#### Problem set:
a: In the post about the Visual Studio crash dialog, what is the condensed stack dump that gets sent to a Microsoft server called?
b: Name every button that the post about the Visual Studio crash dialog says appears on that dialog.
c: Pick up the post about the Visual Studio crash dialog after its final sentence and write the next paragraph.

Watson's revenge

My dear readers, I have a terrible admission to make.  But
it's time to come clean with you.  The fact is, of our hundreds of thousands
of users, a small number encounter crashing bugs in Visual Studio.  They
are working happily along, and *boom* some terrible crash will occur.  Then,
a much-dreaded dialog will come up, saying:

“Microsoft Development Environment has encountered
a problem and needs to close. We
are sorry for the inconvenience.”

And then a little farther down it says…

“Please tell Microsoft about this problem.

We have created an error report that you can
send to help us improve Microsoft Development Environment. We
will treat this report as confidential and anonymous.

To see what data this error report contains, click
here
.”

Then you see three buttons: Debug, Send Error Report, and Don’t Send.

[It occurs to me that the lack of the word “The” in front of “Microsoft Development
Environment” above makes it look like English is our second language.  I’ll
have to bug somebody about that…]

Obviously, in a perfect world users would never see this dialog.  It
means that our users had VS crash, possibly losing data.  During
product development we treat any bug that could make VS crash or otherwise lose data
as extremely serious, and few such bugs make it into the shipping product.  But
it does, alas, happen.

So, what does this dialog do, and what does it all mean?  We
call this the “Watson” dialog (not to be confused with the Dr.
Watson
tool, which is related but different).  The
dialog exists so that when a user hits a crash, if they choose to hit the “Send Error
Report” button then a condensed stack dump, which we call a minidump,
gets sent to a server at Microsoft.  If
you’re curious or paranoid, click where it says “click here” and you can see exactly
what’s going to be sent to our server.

#### Data section:
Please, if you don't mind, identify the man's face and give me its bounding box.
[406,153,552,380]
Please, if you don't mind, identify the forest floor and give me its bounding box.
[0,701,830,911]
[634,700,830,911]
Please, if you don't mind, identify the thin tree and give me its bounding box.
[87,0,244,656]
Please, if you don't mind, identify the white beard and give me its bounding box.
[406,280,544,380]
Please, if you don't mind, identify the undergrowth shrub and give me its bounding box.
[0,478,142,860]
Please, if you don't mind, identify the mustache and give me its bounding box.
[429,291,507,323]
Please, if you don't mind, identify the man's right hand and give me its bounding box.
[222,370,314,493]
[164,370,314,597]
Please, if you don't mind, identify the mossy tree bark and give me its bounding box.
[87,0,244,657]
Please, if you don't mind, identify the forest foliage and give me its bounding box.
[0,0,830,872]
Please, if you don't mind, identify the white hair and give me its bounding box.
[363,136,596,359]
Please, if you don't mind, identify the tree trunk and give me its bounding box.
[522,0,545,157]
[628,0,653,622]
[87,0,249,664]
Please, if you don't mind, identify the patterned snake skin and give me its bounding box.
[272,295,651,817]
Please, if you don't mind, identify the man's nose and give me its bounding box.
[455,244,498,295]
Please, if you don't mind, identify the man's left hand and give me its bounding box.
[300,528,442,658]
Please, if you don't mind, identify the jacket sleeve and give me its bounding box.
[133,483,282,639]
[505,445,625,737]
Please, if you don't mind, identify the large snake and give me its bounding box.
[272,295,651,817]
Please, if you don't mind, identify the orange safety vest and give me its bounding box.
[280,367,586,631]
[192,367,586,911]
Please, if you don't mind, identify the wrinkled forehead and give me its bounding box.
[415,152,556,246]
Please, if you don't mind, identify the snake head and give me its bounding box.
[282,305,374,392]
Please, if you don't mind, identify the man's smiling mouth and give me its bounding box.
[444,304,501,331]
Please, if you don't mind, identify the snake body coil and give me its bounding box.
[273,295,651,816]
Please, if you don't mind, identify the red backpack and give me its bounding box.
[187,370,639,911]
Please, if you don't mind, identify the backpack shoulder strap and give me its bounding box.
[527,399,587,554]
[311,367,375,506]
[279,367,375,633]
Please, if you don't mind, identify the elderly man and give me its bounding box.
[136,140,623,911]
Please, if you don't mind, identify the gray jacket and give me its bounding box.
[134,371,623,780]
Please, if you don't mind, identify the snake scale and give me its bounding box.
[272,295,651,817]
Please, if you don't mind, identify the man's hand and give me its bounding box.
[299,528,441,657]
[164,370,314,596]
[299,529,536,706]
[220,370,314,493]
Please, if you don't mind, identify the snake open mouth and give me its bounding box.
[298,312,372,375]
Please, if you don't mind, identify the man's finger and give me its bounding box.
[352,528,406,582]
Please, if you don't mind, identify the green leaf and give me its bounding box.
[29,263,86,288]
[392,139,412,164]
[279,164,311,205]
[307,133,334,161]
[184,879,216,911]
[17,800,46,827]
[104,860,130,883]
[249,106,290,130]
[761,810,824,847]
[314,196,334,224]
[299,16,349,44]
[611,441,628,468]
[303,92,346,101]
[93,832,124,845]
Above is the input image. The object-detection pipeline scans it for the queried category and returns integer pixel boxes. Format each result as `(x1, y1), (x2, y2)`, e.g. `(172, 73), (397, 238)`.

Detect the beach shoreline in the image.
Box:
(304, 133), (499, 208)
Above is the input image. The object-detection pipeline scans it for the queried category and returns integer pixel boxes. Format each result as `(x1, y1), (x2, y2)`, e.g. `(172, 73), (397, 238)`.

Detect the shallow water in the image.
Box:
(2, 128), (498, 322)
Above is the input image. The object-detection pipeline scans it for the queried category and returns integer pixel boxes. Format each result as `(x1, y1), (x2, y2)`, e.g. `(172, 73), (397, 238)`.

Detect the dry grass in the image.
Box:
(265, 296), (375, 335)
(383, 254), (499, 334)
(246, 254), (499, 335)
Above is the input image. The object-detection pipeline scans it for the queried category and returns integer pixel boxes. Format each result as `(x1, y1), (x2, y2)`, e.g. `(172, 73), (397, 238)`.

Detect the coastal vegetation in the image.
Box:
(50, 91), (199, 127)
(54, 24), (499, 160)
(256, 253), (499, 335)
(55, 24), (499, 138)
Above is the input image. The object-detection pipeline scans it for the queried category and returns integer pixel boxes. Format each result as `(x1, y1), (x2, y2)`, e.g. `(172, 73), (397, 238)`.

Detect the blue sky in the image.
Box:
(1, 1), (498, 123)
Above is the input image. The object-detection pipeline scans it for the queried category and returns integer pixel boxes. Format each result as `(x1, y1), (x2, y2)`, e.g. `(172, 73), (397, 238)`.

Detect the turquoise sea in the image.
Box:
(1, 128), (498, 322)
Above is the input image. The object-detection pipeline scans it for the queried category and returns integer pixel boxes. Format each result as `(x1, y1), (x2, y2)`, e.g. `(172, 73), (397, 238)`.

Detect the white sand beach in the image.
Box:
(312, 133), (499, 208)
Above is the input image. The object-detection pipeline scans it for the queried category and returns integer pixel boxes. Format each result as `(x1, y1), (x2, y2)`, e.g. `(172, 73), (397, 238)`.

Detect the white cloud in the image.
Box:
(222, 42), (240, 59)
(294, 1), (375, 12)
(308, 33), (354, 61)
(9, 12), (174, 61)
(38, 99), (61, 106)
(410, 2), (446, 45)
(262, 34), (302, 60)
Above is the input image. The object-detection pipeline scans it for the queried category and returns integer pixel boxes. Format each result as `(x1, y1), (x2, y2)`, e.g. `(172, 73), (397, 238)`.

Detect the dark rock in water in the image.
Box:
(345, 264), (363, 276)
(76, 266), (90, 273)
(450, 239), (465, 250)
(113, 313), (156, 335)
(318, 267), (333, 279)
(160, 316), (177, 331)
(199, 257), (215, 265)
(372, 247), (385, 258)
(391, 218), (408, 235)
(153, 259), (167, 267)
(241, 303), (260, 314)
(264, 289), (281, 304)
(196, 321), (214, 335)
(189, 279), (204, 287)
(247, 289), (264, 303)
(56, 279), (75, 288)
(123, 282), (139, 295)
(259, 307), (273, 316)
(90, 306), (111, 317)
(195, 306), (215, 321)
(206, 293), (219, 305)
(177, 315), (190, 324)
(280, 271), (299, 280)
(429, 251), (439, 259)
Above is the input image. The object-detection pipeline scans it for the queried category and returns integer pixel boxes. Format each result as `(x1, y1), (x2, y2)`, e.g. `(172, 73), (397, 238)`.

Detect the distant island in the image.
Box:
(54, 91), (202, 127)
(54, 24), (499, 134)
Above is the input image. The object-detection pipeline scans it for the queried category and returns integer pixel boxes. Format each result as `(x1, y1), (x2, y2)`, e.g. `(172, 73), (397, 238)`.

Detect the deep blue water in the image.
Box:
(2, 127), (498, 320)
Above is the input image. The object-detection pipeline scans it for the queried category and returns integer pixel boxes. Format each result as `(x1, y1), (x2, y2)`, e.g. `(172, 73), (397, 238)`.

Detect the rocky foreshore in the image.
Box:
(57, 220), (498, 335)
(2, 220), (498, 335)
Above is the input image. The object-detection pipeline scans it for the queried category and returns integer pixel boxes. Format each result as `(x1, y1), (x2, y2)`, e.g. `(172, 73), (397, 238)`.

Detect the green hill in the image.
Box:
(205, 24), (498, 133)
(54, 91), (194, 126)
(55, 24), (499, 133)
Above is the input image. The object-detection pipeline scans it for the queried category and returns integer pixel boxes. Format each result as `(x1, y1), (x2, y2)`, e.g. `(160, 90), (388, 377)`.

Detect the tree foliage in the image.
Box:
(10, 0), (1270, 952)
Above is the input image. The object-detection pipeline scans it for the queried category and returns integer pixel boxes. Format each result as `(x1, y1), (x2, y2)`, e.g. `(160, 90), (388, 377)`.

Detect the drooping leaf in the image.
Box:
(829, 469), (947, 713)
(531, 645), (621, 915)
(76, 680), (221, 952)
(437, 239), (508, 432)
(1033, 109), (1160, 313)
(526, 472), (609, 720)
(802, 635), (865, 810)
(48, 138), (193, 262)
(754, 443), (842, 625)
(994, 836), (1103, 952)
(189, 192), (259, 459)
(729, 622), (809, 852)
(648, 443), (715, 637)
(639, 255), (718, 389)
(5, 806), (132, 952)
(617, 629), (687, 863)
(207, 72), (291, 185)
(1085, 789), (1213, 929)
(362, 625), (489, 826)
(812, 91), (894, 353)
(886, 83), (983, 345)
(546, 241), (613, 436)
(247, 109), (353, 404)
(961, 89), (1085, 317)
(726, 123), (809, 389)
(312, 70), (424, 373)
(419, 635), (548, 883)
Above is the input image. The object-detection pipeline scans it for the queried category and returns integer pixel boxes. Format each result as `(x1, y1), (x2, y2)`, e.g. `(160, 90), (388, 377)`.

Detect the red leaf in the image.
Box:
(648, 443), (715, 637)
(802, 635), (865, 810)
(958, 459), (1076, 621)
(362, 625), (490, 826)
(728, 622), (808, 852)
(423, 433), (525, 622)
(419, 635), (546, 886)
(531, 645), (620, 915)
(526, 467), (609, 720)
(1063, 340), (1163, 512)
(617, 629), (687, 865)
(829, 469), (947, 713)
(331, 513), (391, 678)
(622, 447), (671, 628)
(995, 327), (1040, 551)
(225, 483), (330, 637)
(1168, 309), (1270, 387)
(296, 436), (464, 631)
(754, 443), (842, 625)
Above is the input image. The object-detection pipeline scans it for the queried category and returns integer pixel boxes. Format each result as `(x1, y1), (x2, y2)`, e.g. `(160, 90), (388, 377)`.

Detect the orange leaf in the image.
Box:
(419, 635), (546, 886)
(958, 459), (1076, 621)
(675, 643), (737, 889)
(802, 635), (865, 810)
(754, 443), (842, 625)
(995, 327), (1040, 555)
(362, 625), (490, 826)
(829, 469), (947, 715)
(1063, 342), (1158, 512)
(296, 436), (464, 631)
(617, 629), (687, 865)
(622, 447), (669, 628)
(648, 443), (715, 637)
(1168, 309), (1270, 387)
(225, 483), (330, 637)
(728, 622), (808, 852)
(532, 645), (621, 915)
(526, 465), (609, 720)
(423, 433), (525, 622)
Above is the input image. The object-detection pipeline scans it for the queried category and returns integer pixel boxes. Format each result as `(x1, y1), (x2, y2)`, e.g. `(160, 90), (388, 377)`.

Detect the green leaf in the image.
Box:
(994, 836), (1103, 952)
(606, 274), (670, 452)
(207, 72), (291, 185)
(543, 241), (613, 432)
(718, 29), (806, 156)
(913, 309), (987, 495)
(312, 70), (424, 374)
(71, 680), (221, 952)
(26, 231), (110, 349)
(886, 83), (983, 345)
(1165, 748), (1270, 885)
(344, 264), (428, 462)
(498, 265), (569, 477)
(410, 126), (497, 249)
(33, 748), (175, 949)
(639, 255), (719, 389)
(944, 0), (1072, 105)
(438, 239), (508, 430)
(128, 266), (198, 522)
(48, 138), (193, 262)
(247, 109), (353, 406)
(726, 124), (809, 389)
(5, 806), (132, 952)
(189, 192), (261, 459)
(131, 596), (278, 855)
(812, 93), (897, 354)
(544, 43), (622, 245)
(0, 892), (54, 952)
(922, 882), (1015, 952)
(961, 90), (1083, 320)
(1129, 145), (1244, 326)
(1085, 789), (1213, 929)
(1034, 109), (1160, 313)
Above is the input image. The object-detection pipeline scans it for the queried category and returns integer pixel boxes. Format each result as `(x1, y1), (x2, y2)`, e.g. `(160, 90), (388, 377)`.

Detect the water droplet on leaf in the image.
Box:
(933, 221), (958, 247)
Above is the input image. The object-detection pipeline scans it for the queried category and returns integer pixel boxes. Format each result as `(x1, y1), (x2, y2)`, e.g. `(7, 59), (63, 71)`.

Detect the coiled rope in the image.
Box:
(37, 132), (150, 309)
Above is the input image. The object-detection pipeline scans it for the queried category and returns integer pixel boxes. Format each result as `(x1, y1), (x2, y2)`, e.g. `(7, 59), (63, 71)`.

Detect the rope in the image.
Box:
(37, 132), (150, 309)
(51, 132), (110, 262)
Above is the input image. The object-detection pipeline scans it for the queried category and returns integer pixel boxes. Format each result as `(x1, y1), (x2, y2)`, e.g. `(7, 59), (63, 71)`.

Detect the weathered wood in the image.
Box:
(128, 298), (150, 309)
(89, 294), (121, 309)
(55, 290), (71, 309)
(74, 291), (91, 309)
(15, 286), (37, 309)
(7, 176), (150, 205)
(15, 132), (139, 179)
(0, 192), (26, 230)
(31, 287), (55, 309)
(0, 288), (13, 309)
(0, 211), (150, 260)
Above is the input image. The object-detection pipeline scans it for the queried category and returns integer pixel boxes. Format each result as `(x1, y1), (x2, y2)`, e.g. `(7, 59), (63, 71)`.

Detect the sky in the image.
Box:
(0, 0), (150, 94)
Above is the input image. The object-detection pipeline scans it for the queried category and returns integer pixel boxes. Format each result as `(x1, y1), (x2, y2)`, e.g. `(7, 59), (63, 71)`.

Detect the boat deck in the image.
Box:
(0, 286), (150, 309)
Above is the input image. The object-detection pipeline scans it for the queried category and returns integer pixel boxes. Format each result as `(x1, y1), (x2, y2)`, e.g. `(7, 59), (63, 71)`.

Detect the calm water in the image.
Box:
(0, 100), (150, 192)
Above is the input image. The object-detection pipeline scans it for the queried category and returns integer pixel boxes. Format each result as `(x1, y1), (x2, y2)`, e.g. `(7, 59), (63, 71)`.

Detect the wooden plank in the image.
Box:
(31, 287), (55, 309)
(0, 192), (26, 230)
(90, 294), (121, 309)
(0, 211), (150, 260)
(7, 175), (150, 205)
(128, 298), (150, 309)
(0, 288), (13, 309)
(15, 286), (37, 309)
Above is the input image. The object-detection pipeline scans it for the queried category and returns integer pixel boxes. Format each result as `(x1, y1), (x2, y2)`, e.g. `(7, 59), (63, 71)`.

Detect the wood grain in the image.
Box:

#### Outputs for the tasks:
a: A minidump.

b: Debug, Send Error Report, Don't Send

c:
Once that happens, you can hopefully go on with your work.  On
our side, however, the work is just beginning.  We
have people who go through the reported crash dumps and then open bugs in the main
product bug databases so that our developers can look at the minidumps and try to
figure out why the product crashed.  This
is an extremely unpleasant job, because the information in the minidump is so scant,
and sometimes we can’t piece together the cause of the crash.  Often,
however, we can figure out what went from the callstack and make a fix.  If
a lot of people are hitting a crash in an already-shipped product then we consider
rolling the fix into a service pack.  If
the report is against a version under development (e.g. an alpha or beta release),
or if a very tiny number of people are hitting a crash in an already-shipped versoin,
we generally roll the fix into the version under development.

There is, of course, a certain amount of “cosmic justice” in making VS developers
suffer through the investigation of these Watson reports, since the pain of having
the product crash from under you is much worse.  And
it’s a great motivation to code carefully so as to avoid code paths that could lead
to crashes.  (Which we do already through
many mechanisms, but I figure every extra drop of motivation is a good thing.)

If you are ever unfortunate enough to see this dialog, please accept my apologies
in advance.  But if it does every happen,
I hope you now understand what it means and I hope you will hit the “Send Error Report”
button so that we at Microsoft can get your crash report and investigate it.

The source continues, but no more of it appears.